## Task inputs:
========================================================================

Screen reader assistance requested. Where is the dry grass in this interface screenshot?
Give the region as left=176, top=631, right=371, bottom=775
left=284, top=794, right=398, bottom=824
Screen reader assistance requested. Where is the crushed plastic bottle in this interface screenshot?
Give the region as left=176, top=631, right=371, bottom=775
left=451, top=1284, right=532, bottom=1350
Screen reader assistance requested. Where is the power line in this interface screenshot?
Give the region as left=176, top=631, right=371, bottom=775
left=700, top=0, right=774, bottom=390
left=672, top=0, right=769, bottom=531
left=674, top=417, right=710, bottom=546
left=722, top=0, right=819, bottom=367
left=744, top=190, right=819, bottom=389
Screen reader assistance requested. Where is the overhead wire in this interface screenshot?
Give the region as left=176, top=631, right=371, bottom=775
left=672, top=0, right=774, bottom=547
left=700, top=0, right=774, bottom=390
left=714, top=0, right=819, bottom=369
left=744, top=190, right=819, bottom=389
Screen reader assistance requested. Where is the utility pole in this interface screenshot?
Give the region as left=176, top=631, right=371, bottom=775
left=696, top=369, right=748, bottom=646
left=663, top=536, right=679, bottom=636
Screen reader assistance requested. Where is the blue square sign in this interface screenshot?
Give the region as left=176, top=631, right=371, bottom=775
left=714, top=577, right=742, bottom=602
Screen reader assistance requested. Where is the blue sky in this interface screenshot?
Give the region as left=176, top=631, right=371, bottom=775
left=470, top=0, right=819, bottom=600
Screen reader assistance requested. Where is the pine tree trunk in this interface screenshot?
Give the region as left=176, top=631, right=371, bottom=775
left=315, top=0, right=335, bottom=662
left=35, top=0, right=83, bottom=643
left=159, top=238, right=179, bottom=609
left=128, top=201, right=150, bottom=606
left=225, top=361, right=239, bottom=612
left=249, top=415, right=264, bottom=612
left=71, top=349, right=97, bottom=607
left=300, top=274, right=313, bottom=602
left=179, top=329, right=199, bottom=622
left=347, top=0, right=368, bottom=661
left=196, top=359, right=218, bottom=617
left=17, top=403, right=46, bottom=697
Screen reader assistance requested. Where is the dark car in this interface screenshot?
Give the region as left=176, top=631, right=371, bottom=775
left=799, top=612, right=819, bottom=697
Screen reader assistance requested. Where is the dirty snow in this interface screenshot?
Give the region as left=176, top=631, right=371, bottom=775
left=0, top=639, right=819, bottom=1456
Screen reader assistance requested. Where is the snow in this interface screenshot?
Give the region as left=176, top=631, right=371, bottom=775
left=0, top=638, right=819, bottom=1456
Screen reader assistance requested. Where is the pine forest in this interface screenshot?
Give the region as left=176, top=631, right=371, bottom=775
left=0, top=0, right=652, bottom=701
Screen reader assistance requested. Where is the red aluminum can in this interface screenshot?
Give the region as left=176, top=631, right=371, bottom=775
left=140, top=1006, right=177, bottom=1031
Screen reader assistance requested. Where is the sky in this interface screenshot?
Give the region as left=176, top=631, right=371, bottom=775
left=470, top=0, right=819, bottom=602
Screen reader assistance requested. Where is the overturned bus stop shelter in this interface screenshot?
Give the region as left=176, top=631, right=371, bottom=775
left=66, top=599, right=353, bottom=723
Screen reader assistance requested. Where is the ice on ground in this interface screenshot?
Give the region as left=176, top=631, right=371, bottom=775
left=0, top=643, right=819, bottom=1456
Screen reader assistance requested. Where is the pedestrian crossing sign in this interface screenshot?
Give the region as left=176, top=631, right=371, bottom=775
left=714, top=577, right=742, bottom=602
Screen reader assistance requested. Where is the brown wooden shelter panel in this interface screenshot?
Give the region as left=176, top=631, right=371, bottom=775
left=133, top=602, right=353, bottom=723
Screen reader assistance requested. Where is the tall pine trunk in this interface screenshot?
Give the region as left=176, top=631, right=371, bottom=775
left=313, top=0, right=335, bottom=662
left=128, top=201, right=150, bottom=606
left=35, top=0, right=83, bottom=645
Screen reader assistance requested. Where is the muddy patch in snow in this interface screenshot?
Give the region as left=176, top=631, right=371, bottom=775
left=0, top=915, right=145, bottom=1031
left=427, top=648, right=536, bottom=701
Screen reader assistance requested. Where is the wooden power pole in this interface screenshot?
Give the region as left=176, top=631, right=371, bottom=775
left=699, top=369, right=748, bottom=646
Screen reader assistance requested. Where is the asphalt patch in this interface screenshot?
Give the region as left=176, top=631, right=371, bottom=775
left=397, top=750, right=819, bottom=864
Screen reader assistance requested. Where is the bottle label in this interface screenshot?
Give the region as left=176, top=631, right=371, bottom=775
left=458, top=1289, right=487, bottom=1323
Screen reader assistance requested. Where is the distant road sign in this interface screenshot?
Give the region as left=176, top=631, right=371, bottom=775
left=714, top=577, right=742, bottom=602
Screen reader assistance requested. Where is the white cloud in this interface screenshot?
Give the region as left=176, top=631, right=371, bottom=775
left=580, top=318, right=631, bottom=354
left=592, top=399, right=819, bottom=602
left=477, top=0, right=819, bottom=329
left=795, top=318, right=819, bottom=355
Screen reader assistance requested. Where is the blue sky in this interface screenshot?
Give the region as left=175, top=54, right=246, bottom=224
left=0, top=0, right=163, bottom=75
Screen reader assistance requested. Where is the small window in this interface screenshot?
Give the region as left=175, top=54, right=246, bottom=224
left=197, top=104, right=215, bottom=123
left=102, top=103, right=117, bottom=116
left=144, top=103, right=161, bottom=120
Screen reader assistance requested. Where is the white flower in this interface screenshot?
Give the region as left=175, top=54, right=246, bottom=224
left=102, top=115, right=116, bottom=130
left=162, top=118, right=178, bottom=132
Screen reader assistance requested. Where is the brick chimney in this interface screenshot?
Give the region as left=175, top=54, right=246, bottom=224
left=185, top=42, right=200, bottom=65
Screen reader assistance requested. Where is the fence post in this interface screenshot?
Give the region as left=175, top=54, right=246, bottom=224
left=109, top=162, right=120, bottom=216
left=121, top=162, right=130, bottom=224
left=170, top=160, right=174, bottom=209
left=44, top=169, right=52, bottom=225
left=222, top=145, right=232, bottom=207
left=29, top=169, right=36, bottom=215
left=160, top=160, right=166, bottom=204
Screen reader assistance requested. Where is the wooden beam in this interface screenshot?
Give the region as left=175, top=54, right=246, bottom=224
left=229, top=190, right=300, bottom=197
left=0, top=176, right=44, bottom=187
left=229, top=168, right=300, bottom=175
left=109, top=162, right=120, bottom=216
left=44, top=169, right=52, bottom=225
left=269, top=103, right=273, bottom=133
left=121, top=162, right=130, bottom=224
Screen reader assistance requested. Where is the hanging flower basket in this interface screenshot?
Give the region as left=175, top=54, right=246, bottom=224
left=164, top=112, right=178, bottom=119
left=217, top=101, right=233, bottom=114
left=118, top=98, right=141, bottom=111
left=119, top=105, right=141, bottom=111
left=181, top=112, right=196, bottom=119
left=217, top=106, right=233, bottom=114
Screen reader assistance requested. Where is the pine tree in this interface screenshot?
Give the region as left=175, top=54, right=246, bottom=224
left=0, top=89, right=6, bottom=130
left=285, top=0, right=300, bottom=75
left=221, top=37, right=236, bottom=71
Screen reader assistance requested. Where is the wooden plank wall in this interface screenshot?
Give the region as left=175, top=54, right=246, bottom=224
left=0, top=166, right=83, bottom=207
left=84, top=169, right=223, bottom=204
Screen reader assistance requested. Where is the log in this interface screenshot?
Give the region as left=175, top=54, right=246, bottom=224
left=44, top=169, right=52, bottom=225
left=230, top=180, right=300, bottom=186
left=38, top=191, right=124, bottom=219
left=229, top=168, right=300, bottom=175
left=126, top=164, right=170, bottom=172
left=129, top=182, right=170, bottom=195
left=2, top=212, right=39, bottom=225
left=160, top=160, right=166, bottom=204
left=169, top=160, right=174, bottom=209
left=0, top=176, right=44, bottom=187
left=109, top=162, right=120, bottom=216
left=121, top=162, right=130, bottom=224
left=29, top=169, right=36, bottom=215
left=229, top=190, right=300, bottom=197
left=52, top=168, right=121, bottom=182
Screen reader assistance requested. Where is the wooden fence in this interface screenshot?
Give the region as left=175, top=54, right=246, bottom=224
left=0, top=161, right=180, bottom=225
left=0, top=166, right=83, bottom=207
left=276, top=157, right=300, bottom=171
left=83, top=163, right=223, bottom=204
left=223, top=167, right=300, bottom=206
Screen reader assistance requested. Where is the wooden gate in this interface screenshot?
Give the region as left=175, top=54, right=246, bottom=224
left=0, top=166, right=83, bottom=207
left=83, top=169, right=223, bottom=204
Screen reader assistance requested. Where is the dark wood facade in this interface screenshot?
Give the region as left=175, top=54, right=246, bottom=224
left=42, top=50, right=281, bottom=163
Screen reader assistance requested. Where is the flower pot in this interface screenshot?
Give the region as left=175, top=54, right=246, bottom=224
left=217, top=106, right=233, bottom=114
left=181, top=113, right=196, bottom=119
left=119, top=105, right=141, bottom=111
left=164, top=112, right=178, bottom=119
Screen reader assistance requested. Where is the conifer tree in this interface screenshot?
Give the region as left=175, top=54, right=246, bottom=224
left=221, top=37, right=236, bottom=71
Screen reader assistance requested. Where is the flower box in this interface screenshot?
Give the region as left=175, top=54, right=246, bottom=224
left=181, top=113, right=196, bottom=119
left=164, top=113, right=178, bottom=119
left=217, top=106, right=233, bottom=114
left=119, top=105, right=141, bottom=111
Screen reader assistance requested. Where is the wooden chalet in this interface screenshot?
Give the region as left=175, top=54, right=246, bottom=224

========================================================================

## Exercise prompt:
Turn the rows above, from the one containing "Screen reader assistance requested. Where is the distant" through the one containing "left=0, top=0, right=163, bottom=75", into a numbered list, leaving out any blank lines.

## Complete output:
1. Screen reader assistance requested. Where is the distant road sign in this interface screenshot?
2. Give the region as left=176, top=631, right=371, bottom=775
3. left=714, top=577, right=742, bottom=602
4. Screen reader assistance requested. Where is the white cloud in this interface screenshot?
5. Give the region as left=176, top=631, right=371, bottom=775
6. left=580, top=318, right=631, bottom=354
7. left=592, top=399, right=819, bottom=602
8. left=477, top=0, right=819, bottom=329
9. left=795, top=318, right=819, bottom=355
10. Screen reader assistance requested. Where is the blue sky in this interface screenshot?
11. Give the region as left=175, top=54, right=246, bottom=224
12. left=0, top=0, right=163, bottom=75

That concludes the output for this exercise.